#### [Excerpted data]
━━━━━━━━━━━━━━━━━━━━

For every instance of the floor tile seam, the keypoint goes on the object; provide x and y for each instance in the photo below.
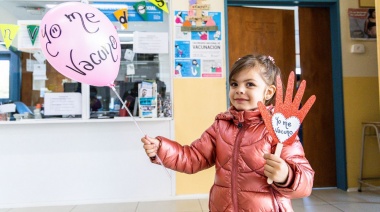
(320, 198)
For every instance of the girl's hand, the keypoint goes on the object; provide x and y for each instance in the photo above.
(276, 168)
(150, 145)
(288, 107)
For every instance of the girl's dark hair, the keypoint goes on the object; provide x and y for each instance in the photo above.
(268, 70)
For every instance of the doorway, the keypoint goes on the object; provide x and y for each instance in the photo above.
(271, 33)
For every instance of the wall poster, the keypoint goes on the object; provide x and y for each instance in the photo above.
(198, 54)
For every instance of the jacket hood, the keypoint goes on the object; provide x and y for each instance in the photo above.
(248, 117)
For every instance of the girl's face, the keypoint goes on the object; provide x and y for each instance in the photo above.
(247, 88)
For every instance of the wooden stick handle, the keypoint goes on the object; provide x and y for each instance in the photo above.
(277, 152)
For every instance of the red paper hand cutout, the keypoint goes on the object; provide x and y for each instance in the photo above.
(284, 123)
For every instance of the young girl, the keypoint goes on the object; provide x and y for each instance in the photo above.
(239, 146)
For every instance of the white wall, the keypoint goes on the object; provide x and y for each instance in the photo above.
(79, 162)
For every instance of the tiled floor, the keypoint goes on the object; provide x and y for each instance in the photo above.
(325, 200)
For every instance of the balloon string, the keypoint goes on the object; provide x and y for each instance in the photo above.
(134, 120)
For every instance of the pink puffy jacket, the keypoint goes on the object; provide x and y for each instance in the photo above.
(235, 144)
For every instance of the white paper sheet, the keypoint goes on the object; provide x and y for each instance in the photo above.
(63, 104)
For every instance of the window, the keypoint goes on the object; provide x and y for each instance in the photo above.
(4, 79)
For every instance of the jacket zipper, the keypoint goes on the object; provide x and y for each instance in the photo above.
(235, 155)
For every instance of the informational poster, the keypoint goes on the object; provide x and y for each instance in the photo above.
(198, 54)
(362, 23)
(153, 13)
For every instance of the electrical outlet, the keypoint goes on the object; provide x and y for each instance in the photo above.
(357, 48)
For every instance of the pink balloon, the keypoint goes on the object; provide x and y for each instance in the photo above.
(81, 43)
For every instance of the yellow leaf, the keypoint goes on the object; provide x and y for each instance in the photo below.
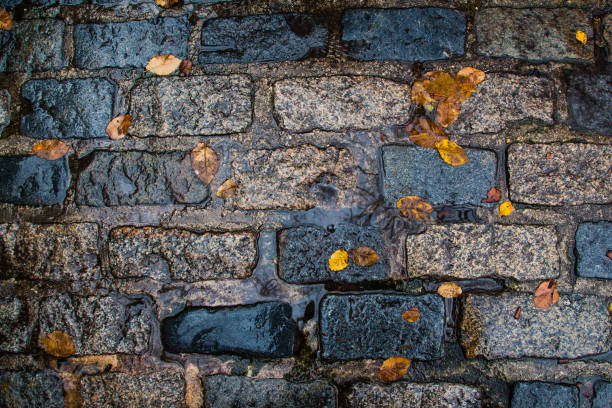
(452, 153)
(338, 260)
(163, 64)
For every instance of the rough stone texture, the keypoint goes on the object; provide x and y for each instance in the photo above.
(410, 170)
(166, 254)
(403, 34)
(543, 395)
(34, 45)
(225, 391)
(262, 329)
(537, 35)
(339, 103)
(98, 325)
(589, 99)
(130, 44)
(305, 251)
(79, 108)
(593, 241)
(371, 326)
(212, 105)
(162, 389)
(134, 178)
(576, 326)
(28, 389)
(403, 394)
(469, 251)
(294, 178)
(30, 180)
(56, 252)
(559, 174)
(503, 100)
(263, 38)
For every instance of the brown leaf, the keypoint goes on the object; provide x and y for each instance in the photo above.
(364, 256)
(117, 128)
(58, 344)
(50, 149)
(204, 162)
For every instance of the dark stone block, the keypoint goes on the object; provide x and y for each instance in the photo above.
(79, 108)
(415, 34)
(262, 329)
(371, 326)
(305, 252)
(263, 38)
(30, 180)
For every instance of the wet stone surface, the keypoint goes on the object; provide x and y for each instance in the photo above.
(575, 326)
(225, 391)
(262, 329)
(79, 108)
(371, 326)
(30, 180)
(469, 251)
(170, 254)
(410, 170)
(403, 34)
(263, 38)
(139, 178)
(559, 174)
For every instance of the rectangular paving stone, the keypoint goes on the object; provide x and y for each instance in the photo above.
(263, 38)
(30, 180)
(98, 325)
(404, 394)
(534, 34)
(131, 44)
(262, 329)
(231, 391)
(414, 34)
(163, 389)
(470, 251)
(593, 241)
(212, 105)
(171, 254)
(139, 178)
(79, 108)
(55, 252)
(560, 174)
(294, 178)
(340, 103)
(371, 326)
(410, 170)
(504, 100)
(575, 326)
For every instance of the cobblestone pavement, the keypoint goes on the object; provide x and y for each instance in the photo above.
(175, 297)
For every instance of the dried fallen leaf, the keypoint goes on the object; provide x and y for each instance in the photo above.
(364, 256)
(414, 207)
(204, 162)
(58, 344)
(50, 149)
(163, 64)
(117, 128)
(338, 260)
(393, 368)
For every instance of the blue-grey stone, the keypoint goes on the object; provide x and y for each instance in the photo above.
(30, 180)
(131, 44)
(593, 241)
(262, 329)
(79, 108)
(263, 38)
(415, 34)
(409, 170)
(372, 326)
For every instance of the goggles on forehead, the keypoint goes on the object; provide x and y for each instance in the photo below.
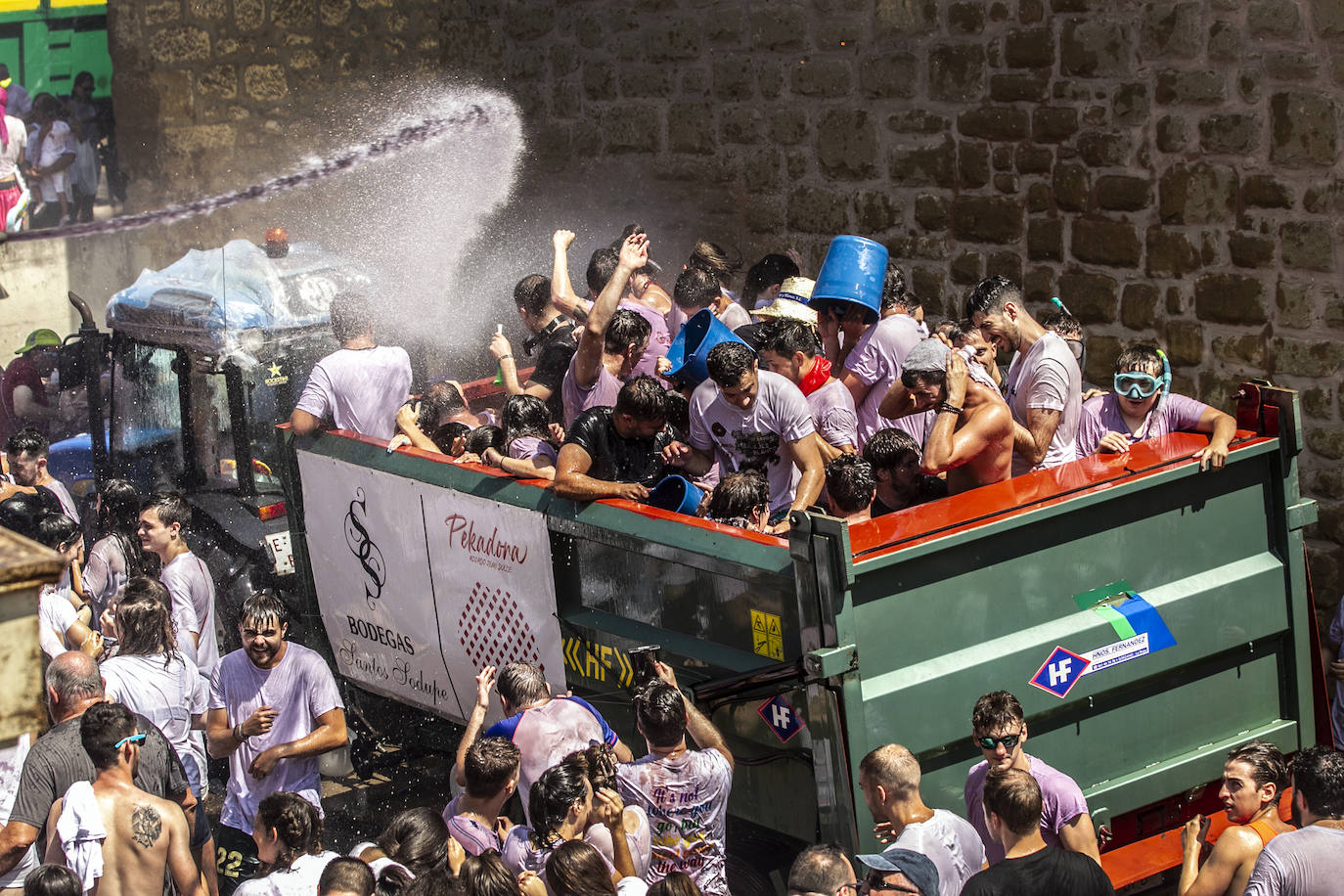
(1136, 384)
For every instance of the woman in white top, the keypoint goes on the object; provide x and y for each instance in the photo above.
(288, 831)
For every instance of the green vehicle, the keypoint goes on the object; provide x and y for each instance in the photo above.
(809, 651)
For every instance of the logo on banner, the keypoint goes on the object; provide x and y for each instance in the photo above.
(1060, 672)
(362, 546)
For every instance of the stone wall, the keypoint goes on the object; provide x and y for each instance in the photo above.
(1170, 169)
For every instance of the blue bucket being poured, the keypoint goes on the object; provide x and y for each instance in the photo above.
(678, 495)
(854, 272)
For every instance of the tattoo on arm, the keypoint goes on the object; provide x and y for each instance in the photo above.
(146, 827)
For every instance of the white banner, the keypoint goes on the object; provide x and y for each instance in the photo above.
(420, 586)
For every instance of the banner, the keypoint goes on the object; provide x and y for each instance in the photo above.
(421, 586)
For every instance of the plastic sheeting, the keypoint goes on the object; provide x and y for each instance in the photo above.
(223, 301)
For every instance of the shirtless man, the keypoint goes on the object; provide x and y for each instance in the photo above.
(1253, 780)
(972, 435)
(141, 834)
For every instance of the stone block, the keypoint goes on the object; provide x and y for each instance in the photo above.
(1307, 245)
(1099, 241)
(818, 211)
(1139, 306)
(1196, 87)
(1170, 252)
(1124, 193)
(1230, 298)
(995, 122)
(1264, 191)
(1250, 250)
(987, 219)
(1303, 129)
(1197, 194)
(888, 75)
(1096, 47)
(957, 72)
(931, 212)
(1046, 240)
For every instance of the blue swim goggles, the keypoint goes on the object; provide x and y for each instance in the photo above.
(1136, 384)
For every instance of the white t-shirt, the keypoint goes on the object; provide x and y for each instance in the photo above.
(1048, 378)
(193, 591)
(359, 389)
(168, 691)
(300, 688)
(757, 437)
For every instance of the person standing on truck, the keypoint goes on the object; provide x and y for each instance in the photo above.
(683, 791)
(890, 781)
(193, 589)
(1253, 780)
(1308, 861)
(359, 385)
(1000, 731)
(273, 711)
(545, 729)
(1027, 864)
(1045, 381)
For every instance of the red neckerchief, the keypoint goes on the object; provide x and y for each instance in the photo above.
(816, 378)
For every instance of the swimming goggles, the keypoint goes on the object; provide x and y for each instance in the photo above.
(1138, 385)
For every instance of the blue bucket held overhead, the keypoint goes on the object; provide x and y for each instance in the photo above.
(678, 495)
(690, 351)
(854, 270)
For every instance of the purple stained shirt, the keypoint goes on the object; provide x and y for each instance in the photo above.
(1100, 416)
(1062, 801)
(876, 360)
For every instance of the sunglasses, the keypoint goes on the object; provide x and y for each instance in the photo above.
(1138, 385)
(1009, 741)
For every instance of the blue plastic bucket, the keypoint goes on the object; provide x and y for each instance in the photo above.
(854, 272)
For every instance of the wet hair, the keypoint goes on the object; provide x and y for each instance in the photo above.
(601, 267)
(729, 363)
(520, 684)
(532, 294)
(488, 765)
(144, 619)
(996, 709)
(27, 441)
(1015, 797)
(297, 824)
(695, 288)
(643, 398)
(660, 712)
(989, 294)
(770, 270)
(101, 727)
(550, 799)
(1266, 763)
(675, 884)
(888, 448)
(1319, 776)
(485, 874)
(739, 495)
(345, 874)
(525, 416)
(575, 868)
(785, 336)
(169, 507)
(1142, 359)
(850, 482)
(823, 868)
(484, 437)
(263, 607)
(416, 838)
(351, 316)
(625, 330)
(51, 880)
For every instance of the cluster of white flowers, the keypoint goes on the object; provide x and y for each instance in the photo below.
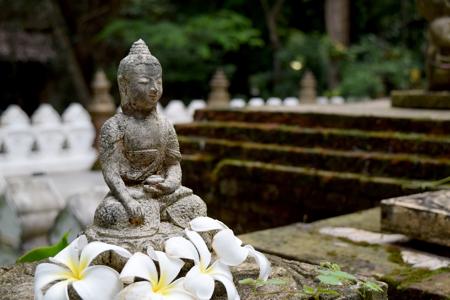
(144, 278)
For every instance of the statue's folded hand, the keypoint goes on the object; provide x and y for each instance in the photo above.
(135, 212)
(161, 188)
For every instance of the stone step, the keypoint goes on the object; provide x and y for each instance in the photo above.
(424, 216)
(395, 120)
(368, 163)
(339, 139)
(250, 195)
(305, 242)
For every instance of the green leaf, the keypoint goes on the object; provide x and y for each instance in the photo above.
(328, 279)
(247, 281)
(341, 275)
(44, 252)
(327, 292)
(372, 286)
(309, 290)
(276, 281)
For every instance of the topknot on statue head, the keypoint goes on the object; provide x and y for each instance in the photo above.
(139, 55)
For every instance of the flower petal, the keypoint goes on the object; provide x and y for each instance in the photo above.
(221, 269)
(199, 284)
(70, 256)
(93, 249)
(98, 283)
(228, 283)
(228, 248)
(141, 290)
(201, 224)
(264, 264)
(169, 267)
(139, 265)
(181, 248)
(197, 240)
(57, 291)
(45, 274)
(177, 291)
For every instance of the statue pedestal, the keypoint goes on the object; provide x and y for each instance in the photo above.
(421, 99)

━━━━━━━━━━━━━━━━━━━━

#### [Task details]
Return, word for word, the lines from the one containing "For every instance of the white t-shirt, the" through the one containing "(1009, 741)", with both of those lines included.

#### [Final result]
For every instance of the white t-shirt, the keypoint goes on the object; provide x and y for each instance in the photo above.
(1048, 378)
(193, 591)
(359, 389)
(168, 691)
(300, 688)
(757, 437)
For every instance of the person standing on truck, the keypoint goes on the object; provide x and y for each instance in the photo above.
(683, 791)
(890, 781)
(193, 589)
(1253, 780)
(1308, 861)
(359, 385)
(1000, 731)
(273, 711)
(545, 729)
(1027, 864)
(1045, 381)
For every instance of the red neckerchief, the keypoint goes on the object; provide x and y for each instance in the photo above.
(816, 378)
For every instance of the swimming goggles, the keypoint goes on the object; provide x and y for each instance in the photo above.
(1138, 385)
For every instance of the blue bucket held overhead, the keypoint goes on the object; provide x and y for each instance in the photo above.
(678, 495)
(690, 351)
(854, 270)
For every instance of the purple stained shirt, the keypoint goes on the object; provide x and y for each instance in the photo above.
(1100, 416)
(1062, 801)
(876, 360)
For every instance of the sunglasses, the keypoint goes on the object; provide x and y for each instance in the photo above.
(1138, 385)
(1009, 741)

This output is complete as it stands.